• Given problem: Pull out every line of the records below that contains the string "target", matching case exactly.

*** Data lines

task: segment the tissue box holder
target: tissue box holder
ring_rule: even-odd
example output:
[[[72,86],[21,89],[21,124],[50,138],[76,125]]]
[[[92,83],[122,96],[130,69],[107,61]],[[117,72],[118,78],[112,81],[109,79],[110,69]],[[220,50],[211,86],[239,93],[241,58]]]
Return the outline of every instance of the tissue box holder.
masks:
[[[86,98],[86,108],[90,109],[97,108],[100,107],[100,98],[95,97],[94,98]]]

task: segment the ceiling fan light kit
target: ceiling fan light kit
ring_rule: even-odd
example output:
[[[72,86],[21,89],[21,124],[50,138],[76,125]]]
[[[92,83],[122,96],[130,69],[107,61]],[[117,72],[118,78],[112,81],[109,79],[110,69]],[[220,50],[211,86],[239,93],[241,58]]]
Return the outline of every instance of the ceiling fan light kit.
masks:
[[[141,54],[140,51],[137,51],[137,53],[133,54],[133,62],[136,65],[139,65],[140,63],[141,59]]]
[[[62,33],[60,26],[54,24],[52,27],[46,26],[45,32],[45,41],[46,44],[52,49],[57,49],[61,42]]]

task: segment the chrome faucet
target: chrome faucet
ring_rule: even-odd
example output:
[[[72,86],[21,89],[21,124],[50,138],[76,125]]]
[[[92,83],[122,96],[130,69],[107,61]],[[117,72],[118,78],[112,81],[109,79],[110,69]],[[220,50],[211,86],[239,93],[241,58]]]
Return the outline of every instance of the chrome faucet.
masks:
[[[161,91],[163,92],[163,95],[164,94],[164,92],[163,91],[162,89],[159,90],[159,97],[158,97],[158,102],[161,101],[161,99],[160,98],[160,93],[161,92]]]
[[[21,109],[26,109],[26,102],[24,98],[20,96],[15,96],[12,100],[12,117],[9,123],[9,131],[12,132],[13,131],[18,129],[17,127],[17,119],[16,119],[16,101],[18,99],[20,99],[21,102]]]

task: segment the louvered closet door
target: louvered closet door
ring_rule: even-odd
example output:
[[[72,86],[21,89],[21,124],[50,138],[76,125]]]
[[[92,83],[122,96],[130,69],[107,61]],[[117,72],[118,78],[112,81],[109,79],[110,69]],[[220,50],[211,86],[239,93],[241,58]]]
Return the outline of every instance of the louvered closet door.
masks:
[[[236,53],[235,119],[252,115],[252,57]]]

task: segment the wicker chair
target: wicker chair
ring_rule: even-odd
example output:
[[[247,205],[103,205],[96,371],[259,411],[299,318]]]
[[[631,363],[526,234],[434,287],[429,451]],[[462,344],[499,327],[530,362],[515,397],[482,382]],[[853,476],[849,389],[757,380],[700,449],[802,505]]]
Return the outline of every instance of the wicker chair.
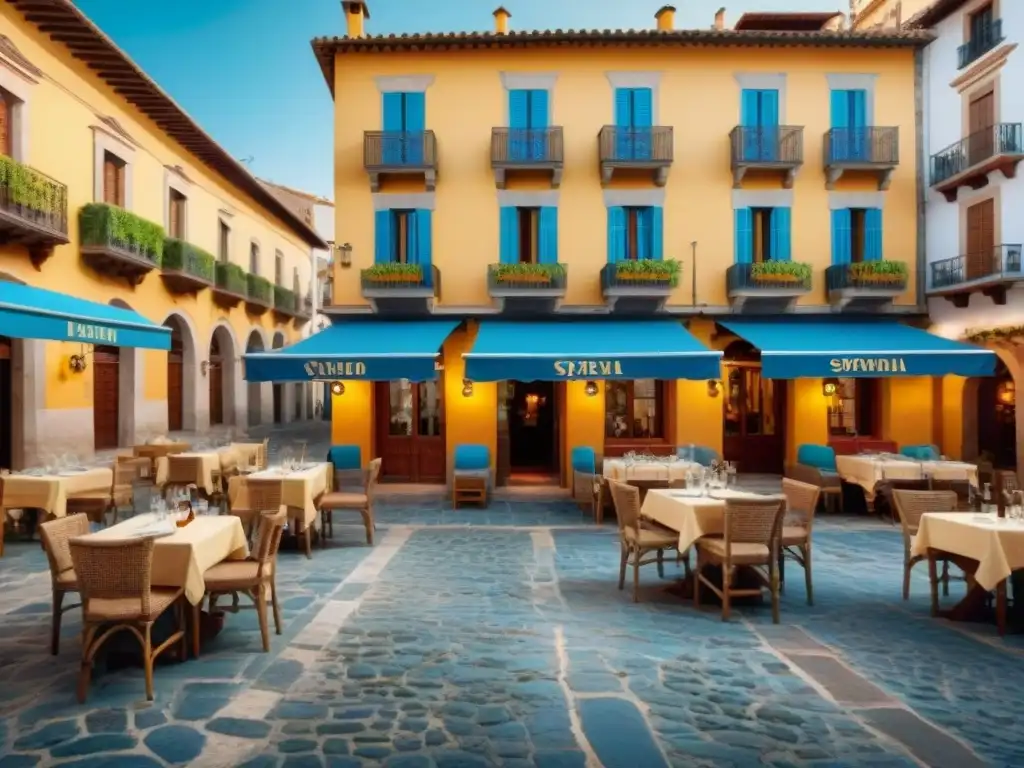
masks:
[[[658,577],[665,577],[665,551],[679,549],[679,534],[647,524],[640,518],[640,489],[617,480],[608,480],[611,503],[618,519],[618,589],[626,586],[626,566],[633,566],[633,602],[640,602],[640,566],[657,563]],[[645,555],[655,553],[653,558]],[[681,556],[682,553],[680,553]],[[689,563],[687,563],[689,571]]]
[[[220,595],[231,595],[230,610],[238,611],[238,597],[246,595],[253,601],[259,618],[259,633],[263,639],[263,652],[270,650],[270,630],[266,621],[266,593],[270,593],[273,608],[273,628],[281,634],[281,606],[278,604],[276,560],[281,537],[288,520],[288,508],[280,506],[276,512],[260,515],[259,528],[253,542],[253,552],[246,560],[224,560],[207,569],[203,574],[206,594],[210,596],[210,610],[213,611]],[[199,656],[199,612],[201,605],[193,608],[193,653]]]
[[[50,620],[50,653],[53,655],[60,652],[60,617],[66,611],[82,604],[63,604],[66,594],[78,592],[78,578],[75,575],[69,542],[88,532],[89,519],[85,515],[57,517],[39,526],[46,559],[50,563],[50,586],[53,589],[53,615]]]
[[[785,496],[785,516],[782,518],[782,538],[778,548],[779,589],[785,587],[785,558],[800,563],[807,585],[807,604],[814,605],[814,588],[811,584],[811,528],[814,512],[818,508],[821,488],[788,477],[782,480]]]
[[[358,512],[362,517],[362,526],[367,529],[367,544],[374,543],[374,492],[377,489],[377,478],[381,472],[381,460],[370,462],[366,485],[361,494],[335,490],[324,494],[318,503],[321,513],[321,546],[327,546],[327,537],[334,538],[334,513]]]
[[[119,632],[133,634],[142,646],[145,697],[153,700],[153,663],[180,643],[186,653],[181,589],[153,589],[153,539],[96,539],[78,537],[69,543],[78,588],[82,594],[82,670],[78,700],[84,702],[92,676],[92,662],[106,640]],[[153,647],[153,625],[174,607],[178,628]]]
[[[751,568],[771,592],[771,620],[778,624],[779,535],[785,503],[781,499],[729,499],[725,503],[724,536],[697,540],[696,578],[693,580],[693,605],[700,607],[700,587],[708,587],[722,601],[722,621],[728,621],[733,597],[760,596],[762,587],[734,588],[731,581],[737,566]],[[705,565],[722,567],[719,589],[703,574]],[[761,570],[757,566],[764,566]]]
[[[913,538],[921,526],[921,516],[926,512],[956,512],[959,509],[956,494],[952,490],[894,490],[893,506],[899,515],[903,530],[903,599],[910,599],[910,569],[922,560],[924,555],[912,556]],[[949,561],[942,560],[942,592],[949,594]]]

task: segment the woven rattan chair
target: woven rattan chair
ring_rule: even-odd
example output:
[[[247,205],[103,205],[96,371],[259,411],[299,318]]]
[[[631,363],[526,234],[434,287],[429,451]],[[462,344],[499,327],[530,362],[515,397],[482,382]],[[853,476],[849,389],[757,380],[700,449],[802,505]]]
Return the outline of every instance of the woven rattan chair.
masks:
[[[665,577],[665,551],[679,549],[679,534],[640,518],[640,489],[617,480],[608,480],[611,503],[618,519],[618,589],[626,586],[626,566],[633,566],[633,602],[640,602],[640,566],[657,563],[657,574]],[[654,557],[646,557],[654,553]],[[687,569],[689,565],[687,563]]]
[[[367,529],[367,544],[374,543],[374,492],[377,488],[377,478],[381,472],[381,460],[370,462],[366,485],[361,494],[348,494],[335,490],[324,494],[318,503],[321,513],[321,546],[327,546],[327,537],[334,538],[334,513],[358,512],[362,517],[362,526]]]
[[[78,592],[78,578],[69,542],[88,532],[89,519],[85,515],[57,517],[39,526],[46,559],[50,563],[50,585],[53,588],[53,615],[50,620],[50,653],[53,655],[60,652],[60,617],[66,611],[81,605],[81,602],[63,604],[67,593]]]
[[[788,477],[782,480],[785,497],[785,515],[782,518],[782,538],[778,548],[778,580],[780,589],[785,587],[785,559],[800,563],[807,585],[807,604],[814,605],[814,588],[811,584],[811,528],[814,511],[818,508],[821,488]]]
[[[925,555],[910,554],[913,538],[918,536],[918,528],[921,526],[921,516],[926,512],[956,512],[959,505],[956,494],[952,490],[894,490],[893,506],[903,530],[903,599],[909,600],[910,569],[928,559]],[[949,575],[949,561],[943,559],[939,581],[942,582],[945,595],[949,594],[949,580],[952,578]]]
[[[278,604],[278,549],[281,547],[281,537],[288,520],[288,508],[282,505],[276,512],[260,515],[259,527],[254,537],[253,552],[246,560],[224,560],[217,563],[203,574],[206,583],[206,593],[210,596],[210,611],[217,604],[220,595],[231,595],[233,604],[230,610],[238,611],[240,607],[238,596],[246,595],[253,601],[259,618],[259,633],[263,639],[263,652],[270,650],[270,630],[266,621],[267,592],[270,593],[270,605],[273,608],[273,628],[279,635],[282,632],[281,606]],[[193,652],[199,655],[199,605],[194,607],[193,621]]]
[[[733,597],[760,596],[762,586],[738,589],[732,586],[734,569],[743,566],[755,572],[771,592],[771,620],[778,624],[778,551],[784,512],[785,502],[781,499],[728,499],[725,502],[724,536],[697,540],[694,606],[700,607],[700,587],[708,587],[721,599],[722,621],[725,622],[729,618]],[[710,564],[722,567],[721,589],[703,574],[705,566]]]
[[[133,634],[142,646],[145,697],[153,700],[153,663],[180,643],[184,658],[184,606],[181,589],[153,589],[153,539],[96,539],[78,537],[69,543],[82,594],[82,670],[78,700],[85,701],[92,676],[92,662],[106,640],[119,632]],[[174,608],[177,630],[153,647],[153,625]]]

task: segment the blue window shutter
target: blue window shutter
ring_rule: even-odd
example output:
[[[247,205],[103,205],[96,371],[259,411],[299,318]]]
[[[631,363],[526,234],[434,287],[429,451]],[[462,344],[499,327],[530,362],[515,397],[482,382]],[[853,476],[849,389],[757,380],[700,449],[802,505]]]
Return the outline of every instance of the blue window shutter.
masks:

******

• Written answer:
target: tissue box holder
target: ceiling fan light kit
target: chrome faucet
target: louvered closet door
target: wicker chair
target: woven rattan chair
target: blue window shutter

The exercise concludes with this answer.